#### PAGE EXCERPT

An image classification model that takes an image as an input, and predicts whether the image is real or created by A.I. based on the results from two models.
- A Convolutional Neural Network (CNN) architecture was developed by our team
- An EfficientNet-based model architecture implemented by our team.
Names | Primary Roles | Secondary Roles |
---|---|---|
Farhikhta Farzan | Data collector and cleaner | Model Interpreation/ Visualization and deployment |
Keira James | Feature Engineer | Model Developer |
Tesneem Essa | Feature Engineer | Model Developer |
Try the project here 🎨 !
https://huggingface.co/spaces/Digital-Detectives/AI-vs-Real-Image-Detection
_demo_.mp4
The goal of this project is to develop a deep learning model that can accurately distinguish between real images and AI-generated images. We will collect datasets of real images and fake images. The data will be preprocessed, normalized, and augmented to enhance training. Using TensorFlow and Keras, we will design a Convolutional Neural Network (CNN) for classification, and validating performance through a confusion matrix. Finally, the project will include documentation of the process, findings, and suggestions for future improvements.
CIFAKE: Real and AI-Generated Synthetic Images
CIFAKE is a dataset that contains 60,000 synthetically-generated images and 60,000 real images (collected from CIFAR-10). The dataset contains two classes - REAL and FAKE.
For REAL, images are collected from Krizhevsky & Hinton's CIFAR-10 dataset. For the FAKE images, the equivalent of CIFAR-10 with Stable Diffusion version 1.4 was generated.
There are 100,000 images for training (50k per class) and 20,000 for testing (10k per class)
Paintings from 10 different popular artists
This data set is about paintings from 10 different artists. The artists are davinci, frida kahlo, henri matisse, jackson pollock, johannes vermeer, picasso, piere auguste, raphael, rembrandt, and van gough
ArtStyles-Dataset
ArtStyles dataset contains 360 images containing 3 different digital art styles. The art style includes Anime, Comic and Semi Realism
DALLE Art March, 2023
These are AI-generated art images using Midjourney for the month of March 2023. It contains around 660 files
Detecting AI-generated Artwork
This dataset was produced as part of the study "AI Generated Art: Latent Diffusion-Based Style and Detection". It contains 1705 fake images and 1705 real images.

########
#### DATA TO USE

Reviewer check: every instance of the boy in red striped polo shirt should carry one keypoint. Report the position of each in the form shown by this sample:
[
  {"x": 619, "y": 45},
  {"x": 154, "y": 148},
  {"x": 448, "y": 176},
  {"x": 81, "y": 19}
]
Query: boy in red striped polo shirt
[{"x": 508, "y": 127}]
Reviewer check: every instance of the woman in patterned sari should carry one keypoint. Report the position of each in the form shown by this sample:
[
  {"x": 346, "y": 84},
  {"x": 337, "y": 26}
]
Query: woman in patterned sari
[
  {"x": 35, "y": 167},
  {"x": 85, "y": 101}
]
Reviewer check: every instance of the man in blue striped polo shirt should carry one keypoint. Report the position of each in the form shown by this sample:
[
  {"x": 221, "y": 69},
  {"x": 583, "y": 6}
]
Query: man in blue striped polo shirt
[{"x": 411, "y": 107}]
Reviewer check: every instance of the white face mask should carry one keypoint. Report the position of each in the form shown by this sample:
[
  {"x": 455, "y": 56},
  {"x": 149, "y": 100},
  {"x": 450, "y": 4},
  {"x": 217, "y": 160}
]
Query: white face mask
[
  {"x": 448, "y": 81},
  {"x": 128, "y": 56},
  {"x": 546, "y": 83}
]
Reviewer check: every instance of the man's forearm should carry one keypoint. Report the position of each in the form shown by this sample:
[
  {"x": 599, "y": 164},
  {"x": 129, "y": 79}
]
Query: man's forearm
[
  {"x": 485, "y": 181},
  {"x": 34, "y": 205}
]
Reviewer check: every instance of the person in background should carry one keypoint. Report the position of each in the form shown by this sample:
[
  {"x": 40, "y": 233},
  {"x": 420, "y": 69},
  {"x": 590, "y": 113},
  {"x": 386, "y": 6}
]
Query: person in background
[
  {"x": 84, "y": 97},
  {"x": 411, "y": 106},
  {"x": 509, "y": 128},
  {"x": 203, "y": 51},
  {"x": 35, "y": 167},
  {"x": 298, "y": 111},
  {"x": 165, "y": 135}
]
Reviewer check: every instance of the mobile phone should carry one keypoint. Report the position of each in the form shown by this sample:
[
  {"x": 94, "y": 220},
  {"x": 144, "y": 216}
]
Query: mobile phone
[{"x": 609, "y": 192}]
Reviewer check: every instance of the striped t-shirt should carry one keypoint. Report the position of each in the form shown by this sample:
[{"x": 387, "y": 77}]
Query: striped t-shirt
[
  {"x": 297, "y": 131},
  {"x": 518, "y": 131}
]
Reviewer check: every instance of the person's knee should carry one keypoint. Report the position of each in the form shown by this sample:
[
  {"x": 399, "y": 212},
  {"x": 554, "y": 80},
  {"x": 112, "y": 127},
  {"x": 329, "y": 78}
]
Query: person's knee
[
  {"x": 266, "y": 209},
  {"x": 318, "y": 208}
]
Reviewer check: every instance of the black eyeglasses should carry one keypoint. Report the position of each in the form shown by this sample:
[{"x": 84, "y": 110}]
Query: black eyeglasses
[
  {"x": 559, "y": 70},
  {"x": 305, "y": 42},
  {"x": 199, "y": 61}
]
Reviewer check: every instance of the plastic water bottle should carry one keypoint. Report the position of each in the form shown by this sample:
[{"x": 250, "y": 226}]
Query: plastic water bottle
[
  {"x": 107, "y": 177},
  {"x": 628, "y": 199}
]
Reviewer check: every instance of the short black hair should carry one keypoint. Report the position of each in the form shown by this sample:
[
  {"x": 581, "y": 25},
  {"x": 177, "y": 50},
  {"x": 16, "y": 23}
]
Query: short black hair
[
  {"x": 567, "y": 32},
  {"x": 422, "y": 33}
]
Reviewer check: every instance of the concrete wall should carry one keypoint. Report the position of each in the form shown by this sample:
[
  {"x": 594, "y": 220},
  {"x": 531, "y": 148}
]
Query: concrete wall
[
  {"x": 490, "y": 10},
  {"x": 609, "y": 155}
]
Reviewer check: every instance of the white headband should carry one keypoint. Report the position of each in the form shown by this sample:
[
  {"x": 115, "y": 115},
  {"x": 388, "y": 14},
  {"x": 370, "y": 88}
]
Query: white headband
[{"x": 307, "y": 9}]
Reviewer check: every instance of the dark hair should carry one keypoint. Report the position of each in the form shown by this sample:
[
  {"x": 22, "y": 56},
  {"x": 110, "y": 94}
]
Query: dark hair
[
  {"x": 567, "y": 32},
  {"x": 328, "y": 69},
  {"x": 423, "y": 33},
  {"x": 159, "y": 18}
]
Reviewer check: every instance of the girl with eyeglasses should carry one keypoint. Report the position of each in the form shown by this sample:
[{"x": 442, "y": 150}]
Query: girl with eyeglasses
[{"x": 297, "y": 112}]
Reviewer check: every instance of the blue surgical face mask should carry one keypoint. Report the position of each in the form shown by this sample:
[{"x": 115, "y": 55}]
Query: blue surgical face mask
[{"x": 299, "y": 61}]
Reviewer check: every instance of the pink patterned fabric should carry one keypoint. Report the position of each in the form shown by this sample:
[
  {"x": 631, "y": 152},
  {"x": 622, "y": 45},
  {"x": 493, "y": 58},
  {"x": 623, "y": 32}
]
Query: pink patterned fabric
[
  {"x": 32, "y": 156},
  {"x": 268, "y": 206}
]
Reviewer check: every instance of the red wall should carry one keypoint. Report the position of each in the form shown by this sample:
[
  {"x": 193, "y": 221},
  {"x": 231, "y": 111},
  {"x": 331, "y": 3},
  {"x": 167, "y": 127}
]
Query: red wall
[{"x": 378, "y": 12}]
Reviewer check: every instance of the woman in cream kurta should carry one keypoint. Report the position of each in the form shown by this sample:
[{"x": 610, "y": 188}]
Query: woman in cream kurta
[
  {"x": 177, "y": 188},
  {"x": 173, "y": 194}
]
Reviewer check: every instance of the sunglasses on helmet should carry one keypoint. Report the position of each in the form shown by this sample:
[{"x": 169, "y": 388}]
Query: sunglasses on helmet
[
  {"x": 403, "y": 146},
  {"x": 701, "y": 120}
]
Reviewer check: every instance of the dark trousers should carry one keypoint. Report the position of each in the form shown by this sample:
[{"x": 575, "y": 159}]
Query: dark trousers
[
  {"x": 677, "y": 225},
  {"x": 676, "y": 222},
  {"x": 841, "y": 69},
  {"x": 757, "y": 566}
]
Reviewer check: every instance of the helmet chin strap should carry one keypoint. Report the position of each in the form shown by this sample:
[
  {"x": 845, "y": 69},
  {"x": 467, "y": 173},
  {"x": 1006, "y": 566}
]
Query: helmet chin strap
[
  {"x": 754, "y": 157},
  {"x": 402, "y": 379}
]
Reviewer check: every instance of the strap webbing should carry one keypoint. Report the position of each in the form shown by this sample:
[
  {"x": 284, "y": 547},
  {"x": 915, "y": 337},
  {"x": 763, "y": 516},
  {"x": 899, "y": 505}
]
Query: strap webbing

########

= TASKS =
1 - Report each line in the entries above that contains the string "eyeglasses". Case counts.
2 - Go on with the project write-up about telling real images from AI-generated ones, picking up right after its final sentence.

= RESPONSES IN ORDER =
1 -
Reviewer check: every instance of the black eyeglasses should carry one keypoint. Report the position of each in the form shown by this sample:
Query: black eyeglasses
Reviewer check: every instance of the girl with eyeglasses should carry one keypoint. Report the position of each in the form shown by this sample:
Query: girl with eyeglasses

2 -
Midjourney Images & Prompt
This dataset is an extensive collection of pictures produced by using the mid-journey idea. It provides a wide range of varied photos with corresponding prompts that are created automatically by means of an advanced captioning system.This dataset, designed primarily for diffusion model training, is a valuable resource for improving machine learning capabilities in image generation. Using the picture and accompanying cues, researchers can delve into the complexities of training stable diffusion models capable of producing visuals resembling mid-journey scenarios.
BEAR x DALLE - Robot Illustrations
This is a dataset for illustrations of robots in the styles of well-known artists, art genre styles, perspectives, formats, and lighting.
This is a dataset of illustrations of robots in the styles of well-known artists, art genre styles, perspective, formats, and lighting, as part of the BEAR x DALLE project, which focuses on computational art.
Generated Abstract Art Gallery
This dataset used Generative x Diffusion models to generate 512x512 AI images with abtract style art.
Anime Chibi Datasets
Anime Chibi Characters Datasets : Scraped From safebooru.org/Scraped with tags "chibi standing white_background solo -translation_request -text"
Aims to be used in gans to generate Chibi characters
Cats and Dogs Cartoons
This is a great dataset for learning image classification. The dataset has 400 images (200 cats and 200 dogs) in hand drawn cartoon style. Each image is 1024x1024 pixels. The data was generated in MidJourney and was proved to be very useful in my Machine Learning classes.
Indian Paintings Dataset
Dive into the vibrant kaleidoscope of Indian art with our meticulously curated Indian Painting Styles Dataset! Number of classes - 8 (gond, kalighat, kangra, kerala mural, madhubani, mandana, pichwai, warli paintings) Total Images - 2249 images. File Formats - .jpg, .jpeg, .png, .webp
- Kaggle
- Numpy
- Panda
- cv2
- Pillow
- Seaborn
- Tensorflow/Keras
- Scikit-Learn
- Streamlit
CNN Model:
Accuracy: 97.62%
Precision: 97.6%
Recall : 97.6%
F1 score : 97.6%
Efficientnet Model:
Accuracy: 97.72%
Precision: 97.4%
Recall : 98.05%
F1 score: 97.72%
Efficientnet Art Model:
Accuracy: 98%
Precision: 97%
Recall: 98%
F1 score: 98%
The model demonstrates strong performance in classifying real images, particularly those depicting nature, animals, and humans. However, it faces challenges in accurately identifying certain fake images. The model struggles with discerning AI-generated human headshots, occasionally misclassifying them as real. It also misclassifies certain art images, including fantasy-style art and specific scenic art, as real. Despite these limitations, the model excels in detecting fake images overall, making it a reliable tool for identifying real versus fake content in various domains.
The model exhibits exceptional performance in identifying real images, including high-quality real art images. It also demonstrates strong capabilities in detecting fake images, particularly AI-generated headshots, art portraits, and nature landscapes. However, it encounters difficulties with certain AI-generated digital art styles, such as 3D animated art, neon art, cyberpunk art etc.. Despite these challenges, the model remains highly effective in accurately classifying real images and provides reliable results in detecting fake ones overall.
Note The EfficientNet model performs better than the CNN model in areas where CNN struggles. Conversely, the CNN model shows better performance in areas where EfficientNet has limitations.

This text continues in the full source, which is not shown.